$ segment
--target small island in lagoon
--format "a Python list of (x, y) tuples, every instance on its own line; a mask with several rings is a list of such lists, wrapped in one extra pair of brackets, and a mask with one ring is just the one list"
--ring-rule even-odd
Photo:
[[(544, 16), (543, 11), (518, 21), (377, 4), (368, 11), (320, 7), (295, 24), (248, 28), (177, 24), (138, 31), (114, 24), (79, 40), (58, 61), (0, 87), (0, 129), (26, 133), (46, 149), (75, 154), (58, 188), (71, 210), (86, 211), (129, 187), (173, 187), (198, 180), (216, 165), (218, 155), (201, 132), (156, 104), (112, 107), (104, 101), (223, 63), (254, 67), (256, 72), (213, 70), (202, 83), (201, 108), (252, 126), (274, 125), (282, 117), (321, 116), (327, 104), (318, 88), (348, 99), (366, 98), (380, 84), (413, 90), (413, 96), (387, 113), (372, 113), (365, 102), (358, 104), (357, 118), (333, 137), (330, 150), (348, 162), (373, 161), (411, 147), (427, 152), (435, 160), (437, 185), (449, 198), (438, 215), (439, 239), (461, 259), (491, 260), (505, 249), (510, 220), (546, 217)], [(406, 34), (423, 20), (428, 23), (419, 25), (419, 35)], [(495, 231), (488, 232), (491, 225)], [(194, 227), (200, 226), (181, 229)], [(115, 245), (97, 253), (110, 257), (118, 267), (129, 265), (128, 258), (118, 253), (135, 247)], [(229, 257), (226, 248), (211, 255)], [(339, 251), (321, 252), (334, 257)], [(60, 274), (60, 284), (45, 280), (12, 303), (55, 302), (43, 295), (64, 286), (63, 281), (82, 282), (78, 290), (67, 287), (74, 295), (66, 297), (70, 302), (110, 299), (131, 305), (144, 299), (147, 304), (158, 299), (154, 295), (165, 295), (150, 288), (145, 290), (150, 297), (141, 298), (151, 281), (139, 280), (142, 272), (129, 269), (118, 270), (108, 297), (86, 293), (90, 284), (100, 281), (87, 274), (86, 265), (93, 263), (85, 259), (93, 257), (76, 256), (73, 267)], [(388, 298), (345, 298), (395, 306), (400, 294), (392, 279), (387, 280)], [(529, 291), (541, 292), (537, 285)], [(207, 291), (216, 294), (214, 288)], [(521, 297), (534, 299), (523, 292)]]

###

Reproduce the rows above, swapping "lagoon" for "bay" wherever it occurs and leaving every other character untouched.

$ segment
--target small island in bay
--format "a Python list of (x, y) tuples, every instance on its own line; a mask with several rings is a list of such lists, wrapped in one extra pair of brackets, and a mask with one ring is just the one list"
--ring-rule even-odd
Photo:
[[(544, 16), (543, 11), (518, 21), (377, 4), (368, 11), (320, 7), (295, 24), (248, 28), (177, 24), (138, 31), (114, 24), (79, 40), (58, 61), (0, 87), (0, 129), (26, 133), (46, 149), (75, 154), (58, 188), (71, 210), (86, 211), (129, 187), (173, 187), (198, 180), (216, 165), (218, 155), (201, 132), (156, 104), (112, 107), (104, 101), (223, 63), (254, 67), (256, 72), (213, 70), (202, 83), (201, 108), (252, 126), (274, 125), (282, 117), (321, 116), (327, 104), (318, 88), (348, 99), (366, 98), (380, 84), (413, 90), (413, 96), (387, 113), (372, 113), (365, 102), (358, 104), (357, 118), (333, 137), (330, 150), (348, 162), (373, 161), (411, 147), (427, 152), (435, 160), (437, 185), (449, 198), (438, 215), (439, 239), (461, 259), (491, 260), (505, 249), (510, 220), (546, 217)], [(406, 34), (423, 20), (428, 23), (419, 25), (419, 35)], [(495, 231), (488, 232), (491, 225)], [(194, 227), (200, 226), (181, 229)], [(115, 245), (97, 253), (110, 257), (118, 267), (129, 265), (128, 258), (118, 253), (135, 247)], [(229, 257), (226, 248), (211, 255)], [(339, 251), (321, 252), (334, 257)], [(60, 274), (60, 284), (45, 280), (12, 303), (55, 302), (43, 295), (64, 286), (63, 281), (82, 282), (78, 290), (67, 287), (74, 295), (66, 297), (70, 302), (110, 299), (131, 305), (144, 299), (147, 304), (158, 299), (154, 295), (165, 295), (150, 288), (145, 290), (150, 297), (141, 298), (151, 281), (139, 280), (142, 272), (129, 269), (118, 270), (108, 297), (86, 293), (90, 284), (100, 281), (87, 274), (86, 265), (93, 263), (85, 259), (93, 257), (76, 256), (73, 267)], [(388, 298), (345, 298), (395, 306), (400, 294), (392, 279), (387, 280)], [(529, 291), (541, 292), (537, 285)], [(207, 291), (216, 294), (214, 288)], [(521, 297), (534, 299), (523, 292)]]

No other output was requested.